-- begin TEXT --

We are interested in doing good things, but when people come along to you and they say, “You know, it doesn't matter what you believe; what matters is doing good things,” let me tell you what they’re always after.

One is they are after redefining what it means to do good things, because your good things and their good things I promise you do not match up!

And secondly, even though they deny it, they’re actually about redefining what you think is truth. Even though they say truth doesn't matter and it's about doing good things, they are after both changing your views and your practice of what good things are.

And they’re after changing your truth, because even people who claim there is no truth believe in truth. Everybody has their non-negotiables, and the minute they tell you they don't have them, they’ll slide them under the door.

And Luke is saying you need to understand that the Christian faith is founded upon truth. Christians believe these things, and these things are essential to the doing that Christians do. Christians do the things we do because we believe the things that we believe, because the things that we believe are true! And so there is a connection between truth and faith and practice, and they flow. And if you break the chain between any of those, the Christian faith falls apart.

So Luke is telling us that the Christian faith is founded upon truth, and it's important for us to know these things and to believe these things and to understand that these things are based on truth — events that really happened. This is not a fairy tale.

III. The Christian story reveals an irony.

Third, did you see the intriguing irony in verse 5? Just read it again: “In the days of Herod, the king of Judea, there was a priest named Zechariah.” Now, if you had been reading the weekly edition of “The Jerusalem Post” in those days, no doubt you would never have read a front-page article about Zechariah (he was just a priest), although you probably would have read a lot about Herod. I will forebear comparing him to a recent President of the United States who was in the newspaper almost every day, and not always for the best reasons. Herod was just like that. You would have probably found him on the front pages of the paper a lot; and therefore, people, because of his position and because of his notoriety, would have assumed that Herod was far more important that Zechariah. Not in God's economy.

Herod was a pawn. He was the king, but he was a pawn in the plan of God. This unknown priest, Zechariah, he was the chosen instrument that God was going to work through. You understand that this is always the way it is, my friends. The world looks at faithful believers, obscure believers, marginal believers, and says that's not important. They’re not important. The really important things that are going on in the world are going on in Washington and London, and Moscow…Beijing. Nope. They’re going on in the lives of yielded believers whom the Lord has chosen to be His instruments for the propagation of the gospel and for the building of the kingdom of the Lord Jesus Christ.

-- end TEXT --
-- begin STORED DATA --

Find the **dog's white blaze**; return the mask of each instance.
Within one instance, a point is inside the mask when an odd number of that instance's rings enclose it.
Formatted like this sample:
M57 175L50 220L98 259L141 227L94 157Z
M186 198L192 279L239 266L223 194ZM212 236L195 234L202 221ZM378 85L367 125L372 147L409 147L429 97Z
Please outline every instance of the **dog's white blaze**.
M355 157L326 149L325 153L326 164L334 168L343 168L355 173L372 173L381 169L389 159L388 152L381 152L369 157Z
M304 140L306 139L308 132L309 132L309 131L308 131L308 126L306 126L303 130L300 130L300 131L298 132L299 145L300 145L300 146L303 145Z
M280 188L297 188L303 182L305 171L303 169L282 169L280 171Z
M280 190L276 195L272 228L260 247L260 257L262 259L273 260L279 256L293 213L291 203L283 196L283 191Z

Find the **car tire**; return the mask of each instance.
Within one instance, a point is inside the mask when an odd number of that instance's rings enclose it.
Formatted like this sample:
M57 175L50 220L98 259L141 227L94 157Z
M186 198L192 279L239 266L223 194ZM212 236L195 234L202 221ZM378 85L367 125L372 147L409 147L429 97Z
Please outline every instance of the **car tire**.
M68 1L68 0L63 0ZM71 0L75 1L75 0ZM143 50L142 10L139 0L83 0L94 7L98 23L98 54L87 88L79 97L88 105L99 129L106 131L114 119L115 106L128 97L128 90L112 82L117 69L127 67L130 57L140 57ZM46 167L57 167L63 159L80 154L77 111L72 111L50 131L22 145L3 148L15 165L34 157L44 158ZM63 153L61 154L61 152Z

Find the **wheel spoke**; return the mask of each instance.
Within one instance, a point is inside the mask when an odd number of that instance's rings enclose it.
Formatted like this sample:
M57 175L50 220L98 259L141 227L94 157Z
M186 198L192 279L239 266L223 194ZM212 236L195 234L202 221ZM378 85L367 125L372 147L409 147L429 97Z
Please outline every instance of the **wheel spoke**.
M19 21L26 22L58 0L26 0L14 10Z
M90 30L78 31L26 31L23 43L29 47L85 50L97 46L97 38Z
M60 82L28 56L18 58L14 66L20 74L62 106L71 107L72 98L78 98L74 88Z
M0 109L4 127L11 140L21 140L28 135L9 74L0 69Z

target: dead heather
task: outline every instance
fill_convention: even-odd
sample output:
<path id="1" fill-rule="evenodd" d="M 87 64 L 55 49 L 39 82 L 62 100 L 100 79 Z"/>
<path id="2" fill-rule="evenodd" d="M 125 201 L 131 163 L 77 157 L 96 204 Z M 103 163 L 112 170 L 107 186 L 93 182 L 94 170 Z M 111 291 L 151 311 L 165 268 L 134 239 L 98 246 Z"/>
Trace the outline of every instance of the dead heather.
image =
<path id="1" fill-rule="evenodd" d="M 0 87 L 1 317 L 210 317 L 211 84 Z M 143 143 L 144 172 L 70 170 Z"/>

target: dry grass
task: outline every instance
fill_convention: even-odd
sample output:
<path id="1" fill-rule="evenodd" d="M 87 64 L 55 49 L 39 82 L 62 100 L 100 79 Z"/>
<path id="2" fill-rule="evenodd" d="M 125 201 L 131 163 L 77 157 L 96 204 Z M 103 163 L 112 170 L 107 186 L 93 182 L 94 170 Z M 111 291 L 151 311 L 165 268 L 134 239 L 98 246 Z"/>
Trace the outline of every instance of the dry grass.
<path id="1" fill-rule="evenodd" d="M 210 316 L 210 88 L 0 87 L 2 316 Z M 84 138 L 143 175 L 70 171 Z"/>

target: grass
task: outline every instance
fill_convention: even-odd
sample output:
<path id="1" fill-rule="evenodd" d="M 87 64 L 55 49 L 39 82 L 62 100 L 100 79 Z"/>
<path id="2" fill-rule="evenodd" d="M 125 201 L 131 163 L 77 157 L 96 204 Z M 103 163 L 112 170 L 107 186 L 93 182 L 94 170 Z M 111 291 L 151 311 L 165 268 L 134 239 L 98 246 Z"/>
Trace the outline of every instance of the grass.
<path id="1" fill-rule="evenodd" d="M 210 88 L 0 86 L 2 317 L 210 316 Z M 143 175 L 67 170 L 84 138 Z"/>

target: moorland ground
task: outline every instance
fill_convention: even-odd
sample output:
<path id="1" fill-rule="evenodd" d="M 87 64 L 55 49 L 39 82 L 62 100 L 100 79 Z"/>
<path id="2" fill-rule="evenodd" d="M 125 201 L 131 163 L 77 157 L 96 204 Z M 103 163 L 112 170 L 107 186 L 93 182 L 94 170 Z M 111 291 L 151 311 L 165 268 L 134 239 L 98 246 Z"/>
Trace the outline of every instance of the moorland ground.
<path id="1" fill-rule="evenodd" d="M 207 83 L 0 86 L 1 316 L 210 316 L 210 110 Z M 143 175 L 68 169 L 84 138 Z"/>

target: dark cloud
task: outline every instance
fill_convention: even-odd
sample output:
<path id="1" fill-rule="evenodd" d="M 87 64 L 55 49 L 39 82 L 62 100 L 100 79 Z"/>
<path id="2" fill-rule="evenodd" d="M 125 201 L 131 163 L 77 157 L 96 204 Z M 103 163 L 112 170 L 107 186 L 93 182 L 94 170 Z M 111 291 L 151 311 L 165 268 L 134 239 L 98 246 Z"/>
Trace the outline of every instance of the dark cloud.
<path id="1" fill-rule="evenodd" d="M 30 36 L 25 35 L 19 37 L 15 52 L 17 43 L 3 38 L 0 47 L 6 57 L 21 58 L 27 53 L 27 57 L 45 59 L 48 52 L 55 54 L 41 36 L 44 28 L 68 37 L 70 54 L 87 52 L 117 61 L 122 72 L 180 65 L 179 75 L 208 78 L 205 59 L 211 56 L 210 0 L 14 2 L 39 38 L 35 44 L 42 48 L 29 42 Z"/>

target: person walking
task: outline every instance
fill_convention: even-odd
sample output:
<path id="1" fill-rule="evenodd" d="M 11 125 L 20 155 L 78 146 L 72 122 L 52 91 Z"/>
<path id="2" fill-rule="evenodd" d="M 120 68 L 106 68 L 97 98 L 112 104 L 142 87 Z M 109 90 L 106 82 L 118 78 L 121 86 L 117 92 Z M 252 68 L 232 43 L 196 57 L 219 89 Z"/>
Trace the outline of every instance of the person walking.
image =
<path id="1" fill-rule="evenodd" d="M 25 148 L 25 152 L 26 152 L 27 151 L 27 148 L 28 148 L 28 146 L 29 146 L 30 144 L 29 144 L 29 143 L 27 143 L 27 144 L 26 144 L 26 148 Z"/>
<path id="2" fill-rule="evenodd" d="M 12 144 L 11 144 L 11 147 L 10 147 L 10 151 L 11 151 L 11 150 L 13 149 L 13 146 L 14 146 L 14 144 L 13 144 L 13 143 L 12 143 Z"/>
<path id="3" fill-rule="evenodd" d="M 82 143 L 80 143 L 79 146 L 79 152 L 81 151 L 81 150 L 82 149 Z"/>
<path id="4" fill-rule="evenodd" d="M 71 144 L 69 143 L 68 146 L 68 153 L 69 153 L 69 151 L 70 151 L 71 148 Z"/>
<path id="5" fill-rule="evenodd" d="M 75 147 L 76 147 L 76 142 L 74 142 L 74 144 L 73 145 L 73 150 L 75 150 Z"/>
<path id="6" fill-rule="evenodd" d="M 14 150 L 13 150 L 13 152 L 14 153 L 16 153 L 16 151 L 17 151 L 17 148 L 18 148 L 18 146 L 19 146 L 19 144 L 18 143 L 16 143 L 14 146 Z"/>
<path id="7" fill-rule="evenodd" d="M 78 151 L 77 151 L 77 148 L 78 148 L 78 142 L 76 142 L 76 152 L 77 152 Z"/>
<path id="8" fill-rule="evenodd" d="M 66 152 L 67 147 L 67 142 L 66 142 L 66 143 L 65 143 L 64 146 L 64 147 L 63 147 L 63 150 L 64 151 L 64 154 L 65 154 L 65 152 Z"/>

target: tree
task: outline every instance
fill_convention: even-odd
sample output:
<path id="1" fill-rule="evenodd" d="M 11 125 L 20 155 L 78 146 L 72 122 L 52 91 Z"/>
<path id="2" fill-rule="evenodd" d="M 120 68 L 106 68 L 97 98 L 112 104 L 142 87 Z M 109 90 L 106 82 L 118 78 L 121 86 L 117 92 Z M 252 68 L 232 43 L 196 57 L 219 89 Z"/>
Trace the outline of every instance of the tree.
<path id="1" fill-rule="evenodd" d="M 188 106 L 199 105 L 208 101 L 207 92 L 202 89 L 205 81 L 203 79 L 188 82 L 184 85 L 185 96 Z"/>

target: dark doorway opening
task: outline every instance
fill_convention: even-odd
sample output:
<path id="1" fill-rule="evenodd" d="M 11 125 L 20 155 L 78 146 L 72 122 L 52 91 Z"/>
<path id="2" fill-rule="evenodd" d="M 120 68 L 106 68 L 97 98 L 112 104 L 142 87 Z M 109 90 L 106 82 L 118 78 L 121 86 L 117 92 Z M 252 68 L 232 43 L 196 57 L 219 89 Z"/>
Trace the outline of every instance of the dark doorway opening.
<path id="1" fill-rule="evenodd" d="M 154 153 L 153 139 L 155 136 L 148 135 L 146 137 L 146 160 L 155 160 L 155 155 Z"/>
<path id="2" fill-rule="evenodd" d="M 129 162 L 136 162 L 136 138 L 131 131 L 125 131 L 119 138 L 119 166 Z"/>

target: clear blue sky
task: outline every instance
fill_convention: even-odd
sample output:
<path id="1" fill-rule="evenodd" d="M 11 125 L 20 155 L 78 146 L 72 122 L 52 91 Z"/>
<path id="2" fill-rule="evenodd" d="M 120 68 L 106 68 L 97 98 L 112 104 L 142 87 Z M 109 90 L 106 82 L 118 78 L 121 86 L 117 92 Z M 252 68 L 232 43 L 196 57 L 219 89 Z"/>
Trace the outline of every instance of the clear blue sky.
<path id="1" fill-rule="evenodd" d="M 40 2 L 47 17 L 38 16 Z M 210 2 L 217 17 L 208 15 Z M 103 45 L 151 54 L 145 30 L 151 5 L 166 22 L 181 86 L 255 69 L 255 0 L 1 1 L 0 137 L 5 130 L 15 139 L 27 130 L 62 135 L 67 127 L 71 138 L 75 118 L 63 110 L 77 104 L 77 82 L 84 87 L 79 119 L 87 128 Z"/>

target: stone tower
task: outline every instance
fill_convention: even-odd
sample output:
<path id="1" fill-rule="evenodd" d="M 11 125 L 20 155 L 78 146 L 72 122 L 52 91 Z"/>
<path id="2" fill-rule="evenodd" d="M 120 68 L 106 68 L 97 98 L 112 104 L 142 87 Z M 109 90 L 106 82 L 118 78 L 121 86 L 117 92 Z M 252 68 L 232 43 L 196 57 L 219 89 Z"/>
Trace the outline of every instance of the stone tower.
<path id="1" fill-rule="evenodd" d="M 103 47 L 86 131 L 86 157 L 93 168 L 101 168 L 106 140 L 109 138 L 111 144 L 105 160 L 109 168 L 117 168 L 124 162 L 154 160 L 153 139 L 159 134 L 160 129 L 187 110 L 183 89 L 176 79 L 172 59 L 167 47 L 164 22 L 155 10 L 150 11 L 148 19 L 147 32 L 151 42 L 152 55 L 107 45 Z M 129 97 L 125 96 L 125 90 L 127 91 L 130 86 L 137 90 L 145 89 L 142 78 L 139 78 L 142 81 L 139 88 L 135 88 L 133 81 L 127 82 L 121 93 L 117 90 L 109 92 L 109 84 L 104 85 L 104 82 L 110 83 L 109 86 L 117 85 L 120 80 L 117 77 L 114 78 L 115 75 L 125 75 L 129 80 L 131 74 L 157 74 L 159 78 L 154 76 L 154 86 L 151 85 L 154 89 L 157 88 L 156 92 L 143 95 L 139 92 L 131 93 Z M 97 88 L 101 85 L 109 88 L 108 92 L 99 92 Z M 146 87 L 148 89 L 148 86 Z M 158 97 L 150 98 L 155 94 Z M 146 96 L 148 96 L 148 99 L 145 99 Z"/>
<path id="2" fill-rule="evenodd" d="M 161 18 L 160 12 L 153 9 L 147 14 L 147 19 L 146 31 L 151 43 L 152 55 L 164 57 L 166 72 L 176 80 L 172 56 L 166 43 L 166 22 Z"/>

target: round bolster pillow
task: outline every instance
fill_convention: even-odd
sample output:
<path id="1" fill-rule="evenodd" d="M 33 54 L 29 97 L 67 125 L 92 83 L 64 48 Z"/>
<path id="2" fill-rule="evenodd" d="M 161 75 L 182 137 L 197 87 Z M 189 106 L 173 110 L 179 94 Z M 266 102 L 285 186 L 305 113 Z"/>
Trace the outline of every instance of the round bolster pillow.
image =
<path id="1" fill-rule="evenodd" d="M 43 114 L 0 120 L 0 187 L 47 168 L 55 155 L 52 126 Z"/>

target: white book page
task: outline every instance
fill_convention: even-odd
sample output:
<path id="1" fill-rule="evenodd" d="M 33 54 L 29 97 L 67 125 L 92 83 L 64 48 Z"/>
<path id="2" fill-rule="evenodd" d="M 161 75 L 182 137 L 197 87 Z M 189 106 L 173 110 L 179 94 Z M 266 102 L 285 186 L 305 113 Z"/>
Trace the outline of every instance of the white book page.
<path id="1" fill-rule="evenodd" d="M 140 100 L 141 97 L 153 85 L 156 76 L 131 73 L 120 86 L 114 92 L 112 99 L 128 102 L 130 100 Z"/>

-- end STORED DATA --

### SET OF TASKS
(1) Please replace "instance" with "occurrence" in the entries from the line with "Find the **wheel" up to and including the line with "1 317 L 210", and give those lines back with nothing else changed.
(2) Extend the sermon with new text that picks up after its last sentence.

### RESPONSES IN ORDER
(1)
Find the **wheel spoke**; return the mask of each occurrence.
Within one occurrence, a point is inside the mask when an odd number of that occurrence's rings enclose it.
Formatted like this sample:
M57 175L50 220L98 259L141 227L94 157Z
M186 198L192 279L239 266L223 194ZM212 236L195 234L202 221ZM378 85L367 125L372 147L409 147L429 97Z
Please outline every occurrence of the **wheel spoke**.
M19 21L26 22L58 0L26 0L14 10Z
M90 30L78 31L26 31L23 43L29 47L85 50L97 46L97 38Z
M60 82L28 56L18 58L14 66L20 74L62 106L71 107L72 98L78 98L74 88Z
M0 109L4 127L11 140L21 140L28 135L9 74L0 69Z

target: dead heather
task: outline every occurrence
fill_convention: even-odd
sample output:
<path id="1" fill-rule="evenodd" d="M 87 64 L 55 49 L 39 82 L 62 100 L 100 79 Z"/>
<path id="2" fill-rule="evenodd" d="M 125 201 L 131 163 L 77 157 L 96 204 Z M 103 163 L 112 170 L 107 186 L 93 182 L 94 170 Z M 111 291 L 151 311 L 165 268 L 134 239 L 98 246 Z"/>
Trace the outline of every occurrence of the dead heather.
image =
<path id="1" fill-rule="evenodd" d="M 0 87 L 1 317 L 210 317 L 211 84 Z M 143 143 L 144 172 L 70 170 Z"/>

(2)
The world may think that they are obscure and unimportant. Fine. But in God's economy the kings are pawns, and His people are His instruments.

My friends, there is nothing that we do for Christ or for the gospel that is wasted in God's economy, and it doesn't matter whether the world gives us acclaim for that or not. We’re not looking for the world's applause or acclaim. But I promise you this: nothing that you ever do…nothing that you ever do for Christ or for His gospel or for His kingdom will be wasted.

It's an intriguing irony, isn't it? Nobody would have paid attention to little Zechariah, but he was the one that God was planning to use, and Herod was a pawn.

IV. The Christian life entails both faithfulness and trials.

One last thing. Not only do we see that the Christian gospel begins with God's accomplishment; that the Christian faith is founded upon truth; that the Christian story reveals this intriguing irony in God's providence where He uses the weak to confound the strong and the obscure to confound the famous, and to advance His purposes; but, we see that the Christian live entails both faithfulness and trials.

Don't you love the way that Zechariah and Elizabeth are described in verse 6? They were righteous before God. They walked blamelessly in all the commandments and statutes of the Lord. Luke is telling his Jewish readers, ‘Look, these were godly saints! They loved the Law of Moses. They lived according to their Hebrew Bibles. They walked with integrity. These were salt of the earth believers,’ he's saying to his Jewish readers. But…verse 7…they had no child.

It's resounding, isn't it? They loved the Lord. They walked in His ways. They served His kingdom. They gave their all from the inside out for Him, and they were going through the most grievous of trials. It is difficult for us today to even begin to understand the trial of childlessness for a Hebrew believer in the days of Christ or before Him. It is hard for us to understand. As grievous as that trial is — and it is a generational trial which we know all too well and there may well be people in this room right now that are wrestling with that particular trial — it's still hard for us to get our heads into how difficult a trial that was for a Hebrew.

And isn't it interesting that over and over in the Bible, starting back with Abraham, there is this particular trial? Abraham longs for a son, and when God says to Abraham, “I'm your shield and your reward; I'm your inheritance,” Abram's response is, ‘Lord, what does it matter, if I don't have a son to give it to?’ Or Hannah's importunate prayers when she begs for a child, in I Samuel; or Manoah and his wife praying that God would give them a son.

Over and over in the Bible, remarkable stories of God's purposes in the overall plan of redemption begin with a childless couple, and often the couple is advanced in years.

Why? To teach us two things:

that God's power is perfected in weakness and God's glory is displayed in our weakness; and, on the other hand,

to teach us that though God had one Son without sin, He has no sons without trials.

It teaches us that God's power is perfected in weakness. What better way to show that this is a story that God Himself is going to accomplish than to point to two human beings who are not only not even going to have another generation to pass their line on to? How dependent is this plan upon the intervention of the Lord? It's that dependent. It's utterly dependent upon Him. Our weakness will not accomplish this; His strength will. God's power is perfected in weakness. That's what we learn.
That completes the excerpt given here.